## Short task
Continue the passage below on researching the history of magic, starting after its last sentence.

Because of the secretive nature of magic, research can sometimes be a challenge.[17] Many magic resources are privately held and most libraries only have small populist collections of magicana. However, organizations exist to band together independent collectors, writers, and researchers of magic history. These include: the Magic Collectors' Association [1], which publishes a quarterly magazine and hosts an annual convention; and The Conjuring Arts Research Center [2], which publishes a monthly newsletter and biannual magazine, and offers its members use of a searchable database of rare books and periodicals.
The history of magic performance is particularly notable as a key area of popular culture from the mid 19th to mid 20th centuries. Many performances and performers can be followed through newspapers of the time.

## Dataset
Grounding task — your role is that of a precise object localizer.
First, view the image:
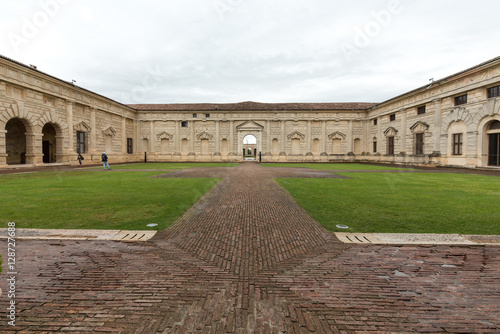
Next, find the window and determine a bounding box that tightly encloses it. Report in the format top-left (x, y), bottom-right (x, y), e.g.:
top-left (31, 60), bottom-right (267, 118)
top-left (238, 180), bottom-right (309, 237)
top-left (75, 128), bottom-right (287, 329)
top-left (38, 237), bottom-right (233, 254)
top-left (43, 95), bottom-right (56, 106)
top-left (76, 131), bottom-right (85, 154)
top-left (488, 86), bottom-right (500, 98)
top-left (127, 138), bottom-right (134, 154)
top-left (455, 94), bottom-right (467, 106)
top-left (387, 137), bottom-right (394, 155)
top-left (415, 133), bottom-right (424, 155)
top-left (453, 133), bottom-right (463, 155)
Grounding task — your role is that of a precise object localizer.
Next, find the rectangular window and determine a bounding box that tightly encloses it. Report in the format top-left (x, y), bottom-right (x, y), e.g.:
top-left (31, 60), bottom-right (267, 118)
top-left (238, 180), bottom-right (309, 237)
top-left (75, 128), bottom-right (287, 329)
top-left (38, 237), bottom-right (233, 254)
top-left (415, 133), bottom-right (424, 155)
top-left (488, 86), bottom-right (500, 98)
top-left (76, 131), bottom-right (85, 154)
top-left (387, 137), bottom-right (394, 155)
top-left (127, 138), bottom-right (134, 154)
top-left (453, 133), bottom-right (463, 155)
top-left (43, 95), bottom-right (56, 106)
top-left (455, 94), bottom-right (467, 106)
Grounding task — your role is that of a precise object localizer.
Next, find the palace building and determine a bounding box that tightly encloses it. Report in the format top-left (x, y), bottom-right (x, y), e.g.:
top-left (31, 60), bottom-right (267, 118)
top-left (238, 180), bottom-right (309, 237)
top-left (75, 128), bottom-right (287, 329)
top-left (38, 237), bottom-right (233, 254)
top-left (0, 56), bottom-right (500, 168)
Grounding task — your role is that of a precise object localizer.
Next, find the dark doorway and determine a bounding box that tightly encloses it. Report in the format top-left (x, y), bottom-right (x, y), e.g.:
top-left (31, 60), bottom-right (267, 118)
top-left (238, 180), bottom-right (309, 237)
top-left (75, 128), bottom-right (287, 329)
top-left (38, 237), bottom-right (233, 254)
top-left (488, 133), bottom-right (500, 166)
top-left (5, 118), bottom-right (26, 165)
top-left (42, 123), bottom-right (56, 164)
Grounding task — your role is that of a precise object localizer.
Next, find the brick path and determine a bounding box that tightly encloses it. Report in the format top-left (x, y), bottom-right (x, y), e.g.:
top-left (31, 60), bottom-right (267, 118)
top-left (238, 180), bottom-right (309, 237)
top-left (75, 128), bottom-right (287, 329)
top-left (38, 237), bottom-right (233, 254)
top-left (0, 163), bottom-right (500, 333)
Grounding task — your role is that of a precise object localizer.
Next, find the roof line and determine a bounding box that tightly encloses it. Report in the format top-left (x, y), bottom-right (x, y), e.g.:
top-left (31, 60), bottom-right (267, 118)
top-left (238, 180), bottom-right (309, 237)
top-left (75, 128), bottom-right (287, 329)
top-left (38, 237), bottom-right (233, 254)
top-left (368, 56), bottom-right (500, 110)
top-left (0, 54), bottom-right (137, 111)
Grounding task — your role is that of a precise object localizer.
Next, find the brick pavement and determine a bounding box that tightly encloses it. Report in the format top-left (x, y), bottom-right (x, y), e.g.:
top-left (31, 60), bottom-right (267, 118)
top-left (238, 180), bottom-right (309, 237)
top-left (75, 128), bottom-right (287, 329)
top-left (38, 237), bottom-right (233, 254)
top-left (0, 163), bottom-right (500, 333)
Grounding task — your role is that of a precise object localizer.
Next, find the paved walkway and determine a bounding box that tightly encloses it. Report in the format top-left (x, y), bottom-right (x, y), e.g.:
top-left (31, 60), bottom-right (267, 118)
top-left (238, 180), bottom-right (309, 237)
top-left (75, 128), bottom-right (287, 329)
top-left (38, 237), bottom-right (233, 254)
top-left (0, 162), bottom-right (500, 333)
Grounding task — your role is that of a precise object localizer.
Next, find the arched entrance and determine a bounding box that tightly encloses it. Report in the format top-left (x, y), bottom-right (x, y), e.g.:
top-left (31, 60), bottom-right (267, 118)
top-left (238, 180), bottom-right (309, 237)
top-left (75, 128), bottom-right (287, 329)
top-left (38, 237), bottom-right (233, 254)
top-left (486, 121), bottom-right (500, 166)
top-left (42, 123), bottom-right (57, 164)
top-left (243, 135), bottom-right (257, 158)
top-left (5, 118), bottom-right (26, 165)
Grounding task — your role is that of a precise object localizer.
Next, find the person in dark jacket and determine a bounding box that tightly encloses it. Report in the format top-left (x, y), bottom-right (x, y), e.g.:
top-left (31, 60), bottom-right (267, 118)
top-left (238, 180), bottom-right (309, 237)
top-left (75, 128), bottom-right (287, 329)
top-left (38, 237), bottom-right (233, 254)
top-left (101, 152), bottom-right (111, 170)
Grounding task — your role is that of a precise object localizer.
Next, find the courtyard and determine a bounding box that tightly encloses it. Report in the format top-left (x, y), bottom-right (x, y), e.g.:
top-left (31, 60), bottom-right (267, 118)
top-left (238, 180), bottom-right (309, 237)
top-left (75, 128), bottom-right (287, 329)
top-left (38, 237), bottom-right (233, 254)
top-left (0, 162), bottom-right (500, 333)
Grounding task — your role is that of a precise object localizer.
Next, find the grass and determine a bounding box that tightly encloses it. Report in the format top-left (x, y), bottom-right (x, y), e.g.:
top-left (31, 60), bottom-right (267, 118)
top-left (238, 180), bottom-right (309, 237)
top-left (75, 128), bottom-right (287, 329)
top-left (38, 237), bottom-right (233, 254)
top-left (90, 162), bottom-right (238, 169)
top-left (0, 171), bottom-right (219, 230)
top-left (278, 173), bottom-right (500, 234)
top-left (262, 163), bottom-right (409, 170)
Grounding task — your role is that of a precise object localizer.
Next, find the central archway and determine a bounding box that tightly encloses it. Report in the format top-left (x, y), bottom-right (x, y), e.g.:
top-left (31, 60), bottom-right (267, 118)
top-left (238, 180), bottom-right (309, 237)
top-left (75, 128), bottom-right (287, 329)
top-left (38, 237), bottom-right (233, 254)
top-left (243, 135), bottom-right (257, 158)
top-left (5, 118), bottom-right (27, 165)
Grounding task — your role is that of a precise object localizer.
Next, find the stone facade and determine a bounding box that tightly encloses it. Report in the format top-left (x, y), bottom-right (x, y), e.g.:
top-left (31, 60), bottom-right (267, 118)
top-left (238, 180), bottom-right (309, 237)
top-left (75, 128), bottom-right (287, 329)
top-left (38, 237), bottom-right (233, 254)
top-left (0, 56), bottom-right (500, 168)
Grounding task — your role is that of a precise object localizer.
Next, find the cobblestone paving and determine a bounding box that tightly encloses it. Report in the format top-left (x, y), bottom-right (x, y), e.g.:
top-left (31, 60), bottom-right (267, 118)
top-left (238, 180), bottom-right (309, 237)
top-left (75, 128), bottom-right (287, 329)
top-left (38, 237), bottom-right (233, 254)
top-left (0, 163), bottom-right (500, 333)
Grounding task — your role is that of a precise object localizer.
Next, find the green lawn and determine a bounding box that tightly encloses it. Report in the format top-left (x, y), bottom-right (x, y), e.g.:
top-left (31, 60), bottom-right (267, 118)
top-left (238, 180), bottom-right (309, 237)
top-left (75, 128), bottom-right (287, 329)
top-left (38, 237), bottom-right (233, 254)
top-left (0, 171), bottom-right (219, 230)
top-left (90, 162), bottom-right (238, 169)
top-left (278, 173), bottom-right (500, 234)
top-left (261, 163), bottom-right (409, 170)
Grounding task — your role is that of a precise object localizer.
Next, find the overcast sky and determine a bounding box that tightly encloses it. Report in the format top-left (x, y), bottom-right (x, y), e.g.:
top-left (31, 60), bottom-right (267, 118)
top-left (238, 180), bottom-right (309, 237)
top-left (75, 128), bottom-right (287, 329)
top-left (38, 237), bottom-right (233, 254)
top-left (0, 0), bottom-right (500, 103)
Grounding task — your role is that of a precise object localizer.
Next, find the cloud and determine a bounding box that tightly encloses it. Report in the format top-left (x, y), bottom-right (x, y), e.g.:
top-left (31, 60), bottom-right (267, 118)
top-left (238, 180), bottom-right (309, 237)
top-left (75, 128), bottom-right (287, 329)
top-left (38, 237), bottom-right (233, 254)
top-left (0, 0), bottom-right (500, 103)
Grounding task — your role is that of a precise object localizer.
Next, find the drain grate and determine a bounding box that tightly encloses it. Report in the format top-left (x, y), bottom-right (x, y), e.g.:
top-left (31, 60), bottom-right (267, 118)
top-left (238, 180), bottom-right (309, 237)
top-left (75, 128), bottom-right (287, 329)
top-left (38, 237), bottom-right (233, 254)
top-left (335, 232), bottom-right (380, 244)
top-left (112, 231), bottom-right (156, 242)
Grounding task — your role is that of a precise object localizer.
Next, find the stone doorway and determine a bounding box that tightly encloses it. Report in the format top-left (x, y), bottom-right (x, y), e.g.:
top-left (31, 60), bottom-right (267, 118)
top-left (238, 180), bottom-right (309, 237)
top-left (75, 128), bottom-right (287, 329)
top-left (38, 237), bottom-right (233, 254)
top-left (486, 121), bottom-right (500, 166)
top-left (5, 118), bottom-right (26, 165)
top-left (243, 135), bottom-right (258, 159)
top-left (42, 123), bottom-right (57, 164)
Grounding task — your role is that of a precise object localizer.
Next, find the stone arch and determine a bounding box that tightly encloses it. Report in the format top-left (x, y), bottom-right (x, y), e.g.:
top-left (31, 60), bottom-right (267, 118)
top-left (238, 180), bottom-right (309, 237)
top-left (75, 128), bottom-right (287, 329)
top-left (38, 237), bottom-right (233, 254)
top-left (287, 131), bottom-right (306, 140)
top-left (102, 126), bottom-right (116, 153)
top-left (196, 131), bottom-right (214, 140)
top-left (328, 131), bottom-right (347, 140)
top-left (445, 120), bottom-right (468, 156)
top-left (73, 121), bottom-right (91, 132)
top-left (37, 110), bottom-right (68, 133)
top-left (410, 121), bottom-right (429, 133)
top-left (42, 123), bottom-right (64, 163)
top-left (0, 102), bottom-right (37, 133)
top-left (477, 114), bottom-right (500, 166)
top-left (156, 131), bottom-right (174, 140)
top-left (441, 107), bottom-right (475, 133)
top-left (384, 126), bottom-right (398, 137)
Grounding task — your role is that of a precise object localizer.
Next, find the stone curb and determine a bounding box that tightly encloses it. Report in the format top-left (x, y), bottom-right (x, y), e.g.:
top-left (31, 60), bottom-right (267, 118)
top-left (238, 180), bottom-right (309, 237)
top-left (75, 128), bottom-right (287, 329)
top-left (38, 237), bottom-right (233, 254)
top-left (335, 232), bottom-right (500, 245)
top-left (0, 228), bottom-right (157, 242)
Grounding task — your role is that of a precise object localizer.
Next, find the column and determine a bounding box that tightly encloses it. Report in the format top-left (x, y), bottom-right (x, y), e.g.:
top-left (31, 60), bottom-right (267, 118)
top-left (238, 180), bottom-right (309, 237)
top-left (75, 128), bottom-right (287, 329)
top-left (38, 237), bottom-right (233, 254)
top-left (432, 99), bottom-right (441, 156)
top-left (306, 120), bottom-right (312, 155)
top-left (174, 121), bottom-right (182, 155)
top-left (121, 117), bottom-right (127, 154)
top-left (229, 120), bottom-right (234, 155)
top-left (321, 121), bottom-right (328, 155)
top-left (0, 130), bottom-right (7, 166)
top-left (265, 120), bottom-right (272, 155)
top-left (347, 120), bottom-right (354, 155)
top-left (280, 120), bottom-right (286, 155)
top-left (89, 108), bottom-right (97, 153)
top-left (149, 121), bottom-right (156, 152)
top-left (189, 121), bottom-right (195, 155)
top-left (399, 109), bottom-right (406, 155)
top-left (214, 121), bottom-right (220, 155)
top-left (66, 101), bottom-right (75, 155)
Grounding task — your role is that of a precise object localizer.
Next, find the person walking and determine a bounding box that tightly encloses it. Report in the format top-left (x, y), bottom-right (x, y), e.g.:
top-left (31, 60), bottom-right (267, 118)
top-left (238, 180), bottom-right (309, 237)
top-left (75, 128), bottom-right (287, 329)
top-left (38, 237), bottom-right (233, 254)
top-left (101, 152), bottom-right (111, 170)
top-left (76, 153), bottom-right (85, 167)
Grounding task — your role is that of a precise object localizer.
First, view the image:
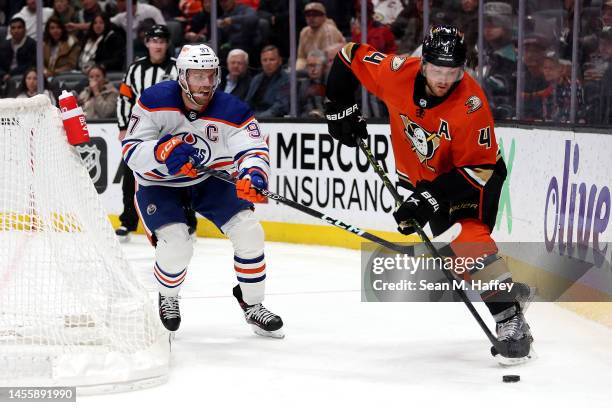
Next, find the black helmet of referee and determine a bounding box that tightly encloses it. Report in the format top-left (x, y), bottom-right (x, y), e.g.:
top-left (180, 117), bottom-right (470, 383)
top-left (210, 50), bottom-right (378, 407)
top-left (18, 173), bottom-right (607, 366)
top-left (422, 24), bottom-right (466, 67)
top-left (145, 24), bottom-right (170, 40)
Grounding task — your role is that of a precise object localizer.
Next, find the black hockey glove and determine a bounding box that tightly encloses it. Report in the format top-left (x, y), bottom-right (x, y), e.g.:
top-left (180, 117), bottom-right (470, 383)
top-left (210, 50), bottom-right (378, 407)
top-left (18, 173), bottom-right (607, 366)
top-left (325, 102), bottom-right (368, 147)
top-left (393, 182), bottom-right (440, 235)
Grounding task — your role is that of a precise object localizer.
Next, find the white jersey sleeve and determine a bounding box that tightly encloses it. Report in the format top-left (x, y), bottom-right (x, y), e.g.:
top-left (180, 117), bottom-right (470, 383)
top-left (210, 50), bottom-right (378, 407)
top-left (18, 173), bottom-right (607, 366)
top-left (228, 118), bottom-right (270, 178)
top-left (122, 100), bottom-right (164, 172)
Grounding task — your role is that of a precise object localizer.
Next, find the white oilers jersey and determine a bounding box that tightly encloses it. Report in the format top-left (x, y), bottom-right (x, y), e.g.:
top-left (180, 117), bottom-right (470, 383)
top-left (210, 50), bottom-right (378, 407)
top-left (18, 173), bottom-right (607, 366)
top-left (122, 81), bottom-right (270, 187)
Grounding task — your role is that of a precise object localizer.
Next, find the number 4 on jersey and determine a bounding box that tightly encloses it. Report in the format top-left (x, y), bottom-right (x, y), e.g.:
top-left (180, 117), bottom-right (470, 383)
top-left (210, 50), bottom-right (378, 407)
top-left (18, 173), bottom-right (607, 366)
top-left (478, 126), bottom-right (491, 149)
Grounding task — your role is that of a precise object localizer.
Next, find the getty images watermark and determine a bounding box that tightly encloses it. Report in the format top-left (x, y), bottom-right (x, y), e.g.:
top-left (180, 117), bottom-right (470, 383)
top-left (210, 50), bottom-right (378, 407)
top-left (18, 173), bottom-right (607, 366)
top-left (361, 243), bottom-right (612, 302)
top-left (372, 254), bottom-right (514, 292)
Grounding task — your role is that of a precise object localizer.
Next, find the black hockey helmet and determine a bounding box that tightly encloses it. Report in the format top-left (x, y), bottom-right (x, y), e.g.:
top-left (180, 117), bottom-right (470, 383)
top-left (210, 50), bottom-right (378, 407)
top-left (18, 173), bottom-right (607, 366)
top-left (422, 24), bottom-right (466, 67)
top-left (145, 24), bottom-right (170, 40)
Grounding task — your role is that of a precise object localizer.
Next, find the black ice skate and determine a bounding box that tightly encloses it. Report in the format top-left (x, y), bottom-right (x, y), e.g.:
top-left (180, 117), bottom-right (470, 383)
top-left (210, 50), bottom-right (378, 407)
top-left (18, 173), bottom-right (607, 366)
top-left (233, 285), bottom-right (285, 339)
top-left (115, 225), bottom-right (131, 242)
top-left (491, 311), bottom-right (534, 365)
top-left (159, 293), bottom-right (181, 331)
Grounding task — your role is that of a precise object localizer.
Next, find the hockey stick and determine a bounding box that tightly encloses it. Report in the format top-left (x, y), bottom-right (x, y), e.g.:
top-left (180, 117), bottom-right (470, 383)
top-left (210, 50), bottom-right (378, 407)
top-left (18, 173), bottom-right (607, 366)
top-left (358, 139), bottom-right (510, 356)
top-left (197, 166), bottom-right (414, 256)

## The reply
Many books have been written about magic tricks; so many are written every year that at least one magic author [18] has suggested that more books are written about magic than any other performing art. Although the bulk of these books are not seen on the shelves of libraries or public bookstores, the serious student can find many titles through specialized stores catering to the needs of magical performers.
Several notable public research collections on magic are the WG Alma Conjuring Collection at the State Library of Victoria; the R. B. Robbins Collection of Stage Magic and Conjuring at the State Library of NSW; the H. Adrian Smith Collection of Conjuring and Magicana at Brown University; and the Carl W. Jones Magic Collection, 1870s-1948 at Princeton University.